Task objective: Please return the lines, both ends included, that run from the one containing "Drop a marker on every instance of the window" to the last line of the data below, exactly and alone.

[Stored entries]
-- Opening Marker --

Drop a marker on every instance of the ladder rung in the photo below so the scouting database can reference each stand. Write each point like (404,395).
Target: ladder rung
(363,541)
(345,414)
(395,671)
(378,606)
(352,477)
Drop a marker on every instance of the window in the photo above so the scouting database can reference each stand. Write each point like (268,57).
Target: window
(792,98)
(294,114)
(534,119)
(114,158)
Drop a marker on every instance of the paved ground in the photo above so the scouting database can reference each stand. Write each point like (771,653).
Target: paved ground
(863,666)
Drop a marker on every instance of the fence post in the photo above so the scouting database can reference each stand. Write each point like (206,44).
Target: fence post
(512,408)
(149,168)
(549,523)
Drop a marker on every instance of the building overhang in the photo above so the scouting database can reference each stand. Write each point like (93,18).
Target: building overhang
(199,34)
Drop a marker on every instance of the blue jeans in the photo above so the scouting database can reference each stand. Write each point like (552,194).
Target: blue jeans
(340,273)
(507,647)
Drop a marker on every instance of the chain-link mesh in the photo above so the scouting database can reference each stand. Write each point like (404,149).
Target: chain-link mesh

-- Closing Marker --

Answer to the exercise:
Drop a marker on every instance of the window in the photo above so the scouting database can reference each stand. Write each point like (268,57).
Target: window
(792,98)
(294,114)
(534,119)
(114,158)
Drop a marker on every instance of the paved ground in the photo above so the scouting database can reference each stand. Write each point like (771,653).
Target: paved ground
(863,666)
Drop a marker on every instance of the fence post in the photo above so the scouting database can reference each stand. Write each point like (206,44).
Target: fence post
(512,408)
(149,168)
(549,523)
Drop a marker on every instance of the building overhang in the photo above so the scouting database can reference each stand. Write each point like (93,18).
Target: building overhang
(199,34)
Drop a marker on every instance of the blue jeans in the photo above so the scouting database can reference each stand. Write each point like (552,194).
Target: blue jeans
(340,273)
(507,647)
Drop a marker on every instance of the chain-link mesh in the photo above so the scouting database can reference each stand. Write each point like (404,149).
Target: chain-link mesh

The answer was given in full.